* Assignment *
The answer must consist of every line from the data that holds the string "below".
━━━━━ Information provided ━━━━━
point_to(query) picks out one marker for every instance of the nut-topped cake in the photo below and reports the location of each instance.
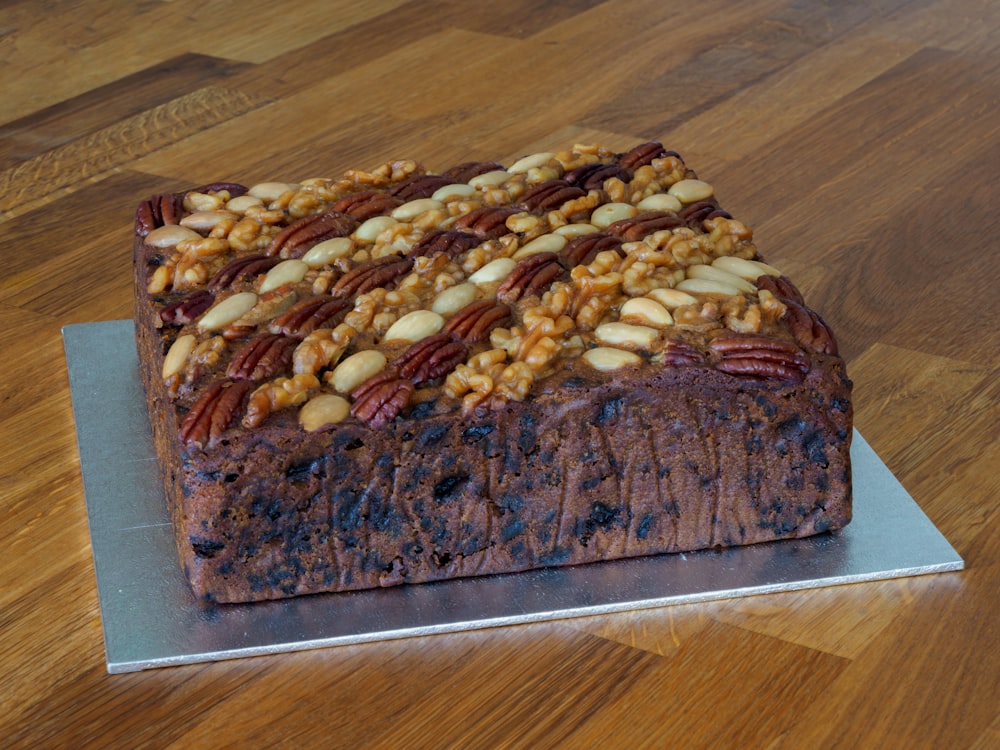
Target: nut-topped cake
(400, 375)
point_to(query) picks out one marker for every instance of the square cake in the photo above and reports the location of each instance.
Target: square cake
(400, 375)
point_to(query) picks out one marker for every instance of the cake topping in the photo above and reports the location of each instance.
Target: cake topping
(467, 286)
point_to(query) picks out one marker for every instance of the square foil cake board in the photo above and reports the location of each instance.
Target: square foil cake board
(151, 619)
━━━━━
━━━━━ Information provided ━━━━━
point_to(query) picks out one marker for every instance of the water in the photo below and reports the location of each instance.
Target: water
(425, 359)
━━━━━
━━━━━ Information provided ━━━━━
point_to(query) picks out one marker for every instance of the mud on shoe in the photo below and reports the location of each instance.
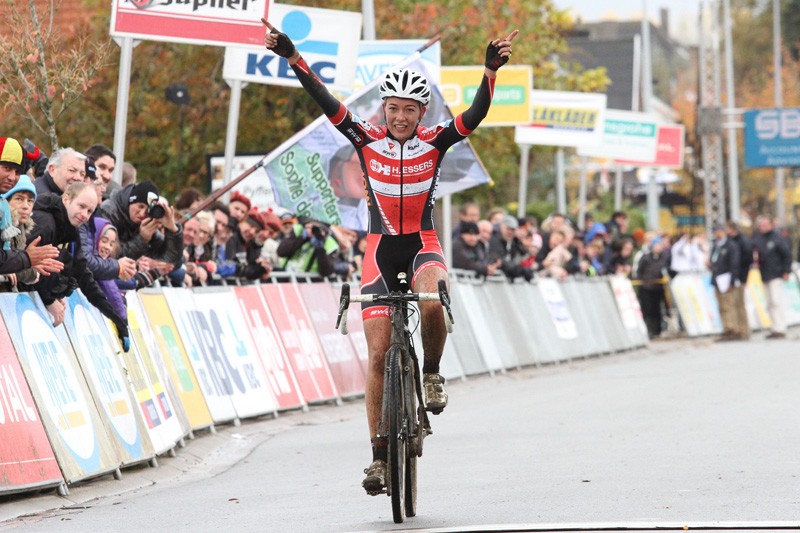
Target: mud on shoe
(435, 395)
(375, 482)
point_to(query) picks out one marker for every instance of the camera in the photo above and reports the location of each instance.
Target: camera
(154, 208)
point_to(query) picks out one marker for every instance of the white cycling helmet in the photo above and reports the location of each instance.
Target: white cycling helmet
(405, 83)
━━━━━
* Task output *
point_to(query) picks out one marker for every instance of the nut-topped cake in the photo below and reports the location of each instance.
point_to(query) picks out one marker for every instance of the water in the photo below and reports the location of each instance.
point_to(query) picks out one marker for every instance of the mud on shoe in the photo below and reports the location of each instance.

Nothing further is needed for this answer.